**DOCUMENT**
>>

Brazil’s congress overturned President Lula’s veto and approved a bill that could reduce Jair Bolsonaro’s sentence from 27 years and 3 months to 22 years and 1 month, with closed-regime time potentially falling to 2-4 years. The law also covers about 280 others convicted over the 2022 attempted coup, though implementation still requires supreme court review. The move underscores escalating political conflict ahead of October’s election, but the direct market impact is likely limited.

Analysis

This is less a single legal event than a shift in the probability distribution for Brazil’s 2026 policy regime. Markets should read the congressional override and court rejection as strengthening the opposition’s control over the institutional agenda: even if Lula survives electorally, his ability to shape the judiciary and criminal-justice narrative is deteriorating, which raises the expected volatility of any reform agenda, fiscal messaging, and state-capex approvals over the next 6-18 months. The second-order effect is that the Bolsonaro family’s legal durability becomes a political asset, not a liability. If the former president’s confinement is eased on a 2028 path, the opposition’s fundraising, coalition discipline, and candidate quality for legislative races should improve well before then; that matters for 2026 because local elites typically price judicial outcomes as signaling which side will have continuity. The most exposed areas are domestic rates, local banks, and state-linked infrastructure names that depend on stable executive coordination rather than macro fundamentals. Consensus may be underestimating how much of this is already in the price after repeated headline risk. The cleaner trade is not a blanket Brazil short, but a dispersion trade: the market has a stronger reason to discount governance-sensitive winners than broad index exposure. Tail risk is a court ruling that preserves the harsher sentence or a Lula counteroffensive that reasserts agenda control; either would fade the near-term opposition premium, but the broader institutional fragmentation theme likely persists into the election cycle.

<<

**EXTRACTED RECORDS**
>>

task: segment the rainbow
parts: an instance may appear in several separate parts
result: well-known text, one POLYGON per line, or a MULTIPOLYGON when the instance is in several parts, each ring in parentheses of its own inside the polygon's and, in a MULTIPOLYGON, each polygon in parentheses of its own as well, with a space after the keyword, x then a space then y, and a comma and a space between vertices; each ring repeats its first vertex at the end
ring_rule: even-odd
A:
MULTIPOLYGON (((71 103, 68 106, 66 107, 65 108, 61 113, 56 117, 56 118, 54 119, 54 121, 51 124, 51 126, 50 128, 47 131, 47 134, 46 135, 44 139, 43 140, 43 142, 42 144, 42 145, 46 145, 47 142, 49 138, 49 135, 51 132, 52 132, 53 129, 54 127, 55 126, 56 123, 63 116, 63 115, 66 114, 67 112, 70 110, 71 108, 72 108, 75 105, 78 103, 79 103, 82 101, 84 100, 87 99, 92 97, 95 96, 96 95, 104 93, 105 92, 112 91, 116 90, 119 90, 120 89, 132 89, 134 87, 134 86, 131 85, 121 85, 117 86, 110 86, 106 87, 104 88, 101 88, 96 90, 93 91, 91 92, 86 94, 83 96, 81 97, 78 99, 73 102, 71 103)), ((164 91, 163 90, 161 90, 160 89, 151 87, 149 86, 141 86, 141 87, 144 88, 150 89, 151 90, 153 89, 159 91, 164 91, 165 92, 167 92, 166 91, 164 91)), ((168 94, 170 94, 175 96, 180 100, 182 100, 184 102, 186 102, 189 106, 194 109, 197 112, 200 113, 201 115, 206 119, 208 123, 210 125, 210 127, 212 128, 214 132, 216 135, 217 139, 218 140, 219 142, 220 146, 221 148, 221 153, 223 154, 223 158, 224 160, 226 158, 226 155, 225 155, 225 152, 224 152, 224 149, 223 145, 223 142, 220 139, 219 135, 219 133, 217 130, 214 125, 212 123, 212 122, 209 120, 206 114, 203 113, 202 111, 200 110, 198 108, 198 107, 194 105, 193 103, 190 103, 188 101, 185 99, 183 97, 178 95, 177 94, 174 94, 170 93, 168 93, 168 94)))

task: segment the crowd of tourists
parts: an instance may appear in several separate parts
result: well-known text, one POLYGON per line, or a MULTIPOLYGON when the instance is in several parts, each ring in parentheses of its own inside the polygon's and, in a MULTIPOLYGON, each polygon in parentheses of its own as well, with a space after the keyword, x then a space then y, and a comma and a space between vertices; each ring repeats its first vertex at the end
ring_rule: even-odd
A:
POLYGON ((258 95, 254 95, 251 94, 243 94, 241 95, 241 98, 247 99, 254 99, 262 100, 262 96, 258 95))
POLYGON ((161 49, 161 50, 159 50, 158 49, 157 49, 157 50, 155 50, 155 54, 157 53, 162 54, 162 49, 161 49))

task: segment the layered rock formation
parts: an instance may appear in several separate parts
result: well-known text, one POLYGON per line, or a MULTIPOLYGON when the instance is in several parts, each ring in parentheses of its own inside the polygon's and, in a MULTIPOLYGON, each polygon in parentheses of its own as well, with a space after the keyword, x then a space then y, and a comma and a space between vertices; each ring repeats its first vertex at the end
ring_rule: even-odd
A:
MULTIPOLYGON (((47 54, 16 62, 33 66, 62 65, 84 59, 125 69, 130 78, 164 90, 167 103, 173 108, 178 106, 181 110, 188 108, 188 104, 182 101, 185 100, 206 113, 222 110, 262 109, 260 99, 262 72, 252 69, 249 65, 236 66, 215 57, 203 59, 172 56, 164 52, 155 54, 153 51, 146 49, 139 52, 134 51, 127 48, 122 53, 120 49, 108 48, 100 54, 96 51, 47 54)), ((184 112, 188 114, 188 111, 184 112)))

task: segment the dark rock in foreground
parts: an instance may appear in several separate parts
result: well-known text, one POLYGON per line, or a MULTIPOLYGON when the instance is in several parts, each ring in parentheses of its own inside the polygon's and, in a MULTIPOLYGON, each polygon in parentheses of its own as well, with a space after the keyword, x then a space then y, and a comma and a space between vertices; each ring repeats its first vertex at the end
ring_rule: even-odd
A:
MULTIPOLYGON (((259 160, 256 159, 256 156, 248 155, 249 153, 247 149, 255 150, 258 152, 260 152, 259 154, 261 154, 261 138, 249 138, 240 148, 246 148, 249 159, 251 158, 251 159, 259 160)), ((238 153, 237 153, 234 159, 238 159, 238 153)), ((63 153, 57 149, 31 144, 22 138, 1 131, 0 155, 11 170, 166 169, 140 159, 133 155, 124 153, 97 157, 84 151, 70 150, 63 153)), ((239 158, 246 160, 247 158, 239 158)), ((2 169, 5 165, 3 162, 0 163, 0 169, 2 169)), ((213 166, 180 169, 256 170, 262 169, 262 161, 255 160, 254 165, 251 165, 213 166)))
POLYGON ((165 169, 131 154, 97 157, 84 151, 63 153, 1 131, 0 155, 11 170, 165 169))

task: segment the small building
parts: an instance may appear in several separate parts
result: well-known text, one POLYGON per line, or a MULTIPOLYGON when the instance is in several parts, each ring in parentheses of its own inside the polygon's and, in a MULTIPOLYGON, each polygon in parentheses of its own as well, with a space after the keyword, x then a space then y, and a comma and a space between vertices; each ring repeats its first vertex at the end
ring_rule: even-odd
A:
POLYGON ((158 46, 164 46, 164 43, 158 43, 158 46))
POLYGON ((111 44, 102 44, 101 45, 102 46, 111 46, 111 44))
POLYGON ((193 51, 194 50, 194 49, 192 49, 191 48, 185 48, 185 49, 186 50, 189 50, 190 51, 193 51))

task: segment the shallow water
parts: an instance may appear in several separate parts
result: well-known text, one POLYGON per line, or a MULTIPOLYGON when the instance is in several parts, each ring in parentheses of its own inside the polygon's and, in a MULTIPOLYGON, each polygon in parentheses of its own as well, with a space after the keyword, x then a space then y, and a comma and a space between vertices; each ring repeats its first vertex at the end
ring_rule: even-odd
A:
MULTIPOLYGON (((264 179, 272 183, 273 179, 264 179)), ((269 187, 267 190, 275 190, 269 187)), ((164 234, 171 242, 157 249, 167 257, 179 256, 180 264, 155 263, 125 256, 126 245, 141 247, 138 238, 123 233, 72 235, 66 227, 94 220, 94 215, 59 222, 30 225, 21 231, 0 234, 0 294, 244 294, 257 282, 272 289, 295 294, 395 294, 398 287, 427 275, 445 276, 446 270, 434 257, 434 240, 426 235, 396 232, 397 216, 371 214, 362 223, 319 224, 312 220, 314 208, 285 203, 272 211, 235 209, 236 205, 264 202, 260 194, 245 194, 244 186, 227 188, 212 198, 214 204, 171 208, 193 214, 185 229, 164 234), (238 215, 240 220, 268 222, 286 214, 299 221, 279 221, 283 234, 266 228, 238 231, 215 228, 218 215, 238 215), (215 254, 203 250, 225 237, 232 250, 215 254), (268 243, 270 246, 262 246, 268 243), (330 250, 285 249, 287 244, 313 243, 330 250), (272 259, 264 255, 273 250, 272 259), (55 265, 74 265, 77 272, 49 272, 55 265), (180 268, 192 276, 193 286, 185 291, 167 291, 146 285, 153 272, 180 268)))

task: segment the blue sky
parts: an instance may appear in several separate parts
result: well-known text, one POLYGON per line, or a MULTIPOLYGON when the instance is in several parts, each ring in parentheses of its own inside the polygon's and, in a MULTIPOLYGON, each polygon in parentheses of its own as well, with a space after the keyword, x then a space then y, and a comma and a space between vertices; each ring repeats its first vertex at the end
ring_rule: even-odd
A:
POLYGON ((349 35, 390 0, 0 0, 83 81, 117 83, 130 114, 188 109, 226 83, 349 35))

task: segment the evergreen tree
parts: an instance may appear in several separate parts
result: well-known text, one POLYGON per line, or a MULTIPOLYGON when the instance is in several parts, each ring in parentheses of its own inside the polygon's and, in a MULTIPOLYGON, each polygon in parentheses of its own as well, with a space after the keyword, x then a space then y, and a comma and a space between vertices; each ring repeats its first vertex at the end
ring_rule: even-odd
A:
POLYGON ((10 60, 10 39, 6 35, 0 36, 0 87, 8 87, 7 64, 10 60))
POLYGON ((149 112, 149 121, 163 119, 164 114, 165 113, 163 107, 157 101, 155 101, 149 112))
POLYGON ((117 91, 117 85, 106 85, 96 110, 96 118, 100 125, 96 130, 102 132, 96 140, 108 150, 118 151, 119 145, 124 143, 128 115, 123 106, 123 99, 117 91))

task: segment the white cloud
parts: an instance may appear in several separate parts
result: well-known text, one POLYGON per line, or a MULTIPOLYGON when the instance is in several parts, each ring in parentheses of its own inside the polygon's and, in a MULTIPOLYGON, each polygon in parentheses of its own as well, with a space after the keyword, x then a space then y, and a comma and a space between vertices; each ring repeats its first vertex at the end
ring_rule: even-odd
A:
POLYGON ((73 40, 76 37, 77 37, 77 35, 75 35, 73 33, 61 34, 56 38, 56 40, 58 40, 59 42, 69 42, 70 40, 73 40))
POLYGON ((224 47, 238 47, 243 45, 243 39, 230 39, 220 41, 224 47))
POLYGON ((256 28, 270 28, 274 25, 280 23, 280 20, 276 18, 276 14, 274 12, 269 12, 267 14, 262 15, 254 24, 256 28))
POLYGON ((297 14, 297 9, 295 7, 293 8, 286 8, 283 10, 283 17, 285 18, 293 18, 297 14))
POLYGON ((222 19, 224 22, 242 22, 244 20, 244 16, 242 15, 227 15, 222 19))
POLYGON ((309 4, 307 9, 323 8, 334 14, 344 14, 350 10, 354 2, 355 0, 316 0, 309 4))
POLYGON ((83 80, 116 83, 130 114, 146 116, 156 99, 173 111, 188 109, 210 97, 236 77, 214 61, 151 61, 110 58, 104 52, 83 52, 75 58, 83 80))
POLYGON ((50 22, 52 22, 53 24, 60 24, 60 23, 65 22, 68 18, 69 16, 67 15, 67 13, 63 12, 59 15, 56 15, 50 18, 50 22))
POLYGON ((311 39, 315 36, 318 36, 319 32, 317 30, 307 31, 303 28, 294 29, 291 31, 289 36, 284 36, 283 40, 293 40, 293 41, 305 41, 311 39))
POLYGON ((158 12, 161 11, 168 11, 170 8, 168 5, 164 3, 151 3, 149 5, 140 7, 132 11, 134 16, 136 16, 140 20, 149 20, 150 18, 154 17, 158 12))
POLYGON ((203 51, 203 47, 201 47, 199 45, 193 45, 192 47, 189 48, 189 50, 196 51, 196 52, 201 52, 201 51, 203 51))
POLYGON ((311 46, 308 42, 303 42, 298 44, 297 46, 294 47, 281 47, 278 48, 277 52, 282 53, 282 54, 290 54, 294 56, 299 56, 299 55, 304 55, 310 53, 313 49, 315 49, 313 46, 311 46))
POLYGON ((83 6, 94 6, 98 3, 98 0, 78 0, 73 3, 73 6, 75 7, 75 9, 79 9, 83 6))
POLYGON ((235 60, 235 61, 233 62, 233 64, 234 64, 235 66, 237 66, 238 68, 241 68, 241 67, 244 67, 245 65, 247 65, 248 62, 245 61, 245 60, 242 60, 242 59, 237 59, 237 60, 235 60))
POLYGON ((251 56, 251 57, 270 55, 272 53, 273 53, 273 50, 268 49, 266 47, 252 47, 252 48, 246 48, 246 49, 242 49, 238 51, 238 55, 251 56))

<<

**WORK INSTRUCTIONS**
A. Answer these questions from the text on Brazil's congressional override, one answer per line.
(i) To what length could the bill reduce Bolsonaro's sentence?
(ii) About how many others convicted over the 2022 attempted coup does the law also cover?
(iii) Which areas does the analysis name as the most exposed?
B. Reproduce the passage of the text on Brazil's congressional override between "Brazil’s congress overturned" and "is likely limited.", inclusive.

**SOLUTIONS FOR EACH TASK**
A.
(i) 22 years and 1 month
(ii) About 280
(iii) Domestic rates, local banks, and state-linked infrastructure names that depend on stable executive coordination rather than macro fundamentals

B.
Brazil’s congress overturned President Lula’s veto and approved a bill that could reduce Jair Bolsonaro’s sentence from 27 years and 3 months to 22 years and 1 month, with closed-regime time potentially falling to 2-4 years. The law also covers about 280 others convicted over the 2022 attempted coup, though implementation still requires supreme court review. The move underscores escalating political conflict ahead of October’s election, but the direct market impact is likely limited.